§ **ИСХОДНЫЙ ТЕКСТ**
Не установив господства над Евразией, нельзя осуществить глобального перераспределения ресурсов в свою пользу — вот аксиома нового стратегического мышления атлантизма.
Нельзя сказать, что подобная стратегия была изначально заложена в атлантическом мышлении в виде какого-то генетического кода. О «генетической» предрасположенности к этому у родившегося после ренессансного переворота европейского "нового человека" говорить можно, что доказывает эпоха колониальных захватов, начавшихся в ХХ веке. Но между «предрасположенностью» и «характером» лежит период «воспитания», характеризующийся сложным взаимодействием субъекта со средой. Запад мог пойти по трудному пути дальнейших «фаустовских» преобразований своих производительных сил, связанных с эффективными возможностями «физической» экономики. Сравнительно недавний пример — реакция западной промышленной системы на нефтяное эмбарго арабских стран после 1973 года. В результате средний расход энергоресурсов на единицу продукции на Западе снизился в течение нескольких лет почти на треть. Следовательно, Запад может преобразовываться интенсивно, когда у него нет возможности для прямых экстенсивных империалистических «расширений».

§ **ЗАДАНИЯ**
1. Перепишите отрывок текста об атлантизме между словами «Не установив господства» и «стратегического мышления атлантизма.» включительно, заменив «Евразией» на «Азией».
2. Определите, соответствуют ли тексту об атлантизме следующие утверждения, и для каждого ответьте «да» или «нет», точно процитировав решающие слова текста.
(a) После 1973 года средний расход энергоресурсов на единицу продукции на Западе снизился почти вдвое.
(b) Автор утверждает, что такая стратегия была изначально заложена в атлантическом мышлении.
(c) Запад может преобразовываться интенсивно, когда у него нет возможности для прямых экстенсивных расширений.

(Примеры разметки точками)
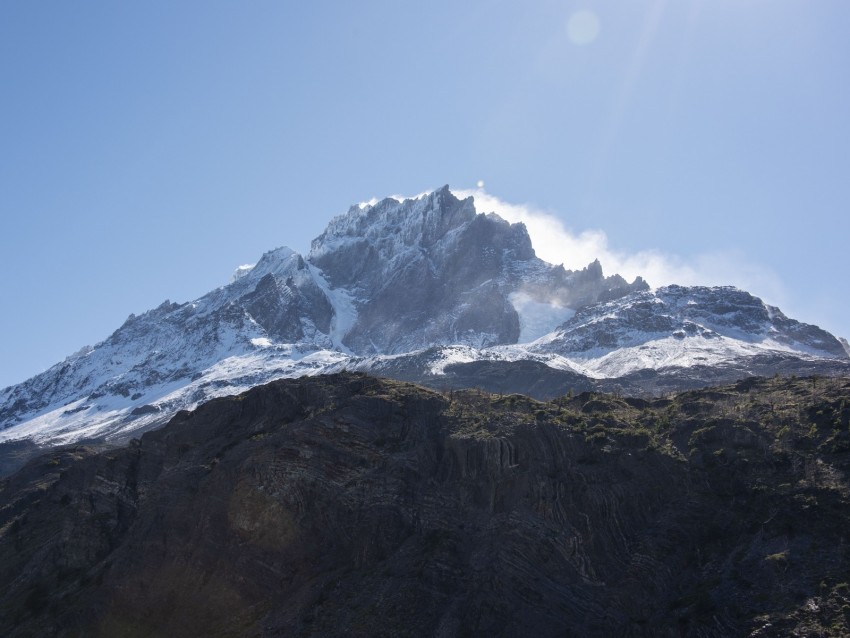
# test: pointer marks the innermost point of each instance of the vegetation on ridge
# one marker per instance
(351, 505)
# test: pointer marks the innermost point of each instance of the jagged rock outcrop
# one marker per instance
(427, 289)
(347, 505)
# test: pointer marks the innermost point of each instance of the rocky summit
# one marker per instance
(427, 289)
(346, 505)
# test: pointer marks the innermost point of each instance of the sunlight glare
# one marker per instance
(583, 27)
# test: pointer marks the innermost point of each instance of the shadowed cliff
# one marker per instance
(348, 505)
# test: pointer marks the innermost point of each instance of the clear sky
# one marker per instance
(148, 148)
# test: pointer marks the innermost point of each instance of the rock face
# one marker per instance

§ **РЕШЕНИЯ**
1.
Не установив господства над Азией, нельзя осуществить глобального перераспределения ресурсов в свою пользу — вот аксиома нового стратегического мышления атлантизма.

2.
(a) Нет: «средний расход энергоресурсов на единицу продукции на Западе снизился в течение нескольких лет почти на треть».
(b) Нет: «Нельзя сказать, что подобная стратегия была изначально заложена в атлантическом мышлении».
(c) Да: «Запад может преобразовываться интенсивно, когда у него нет возможности для прямых экстенсивных империалистических «расширений»».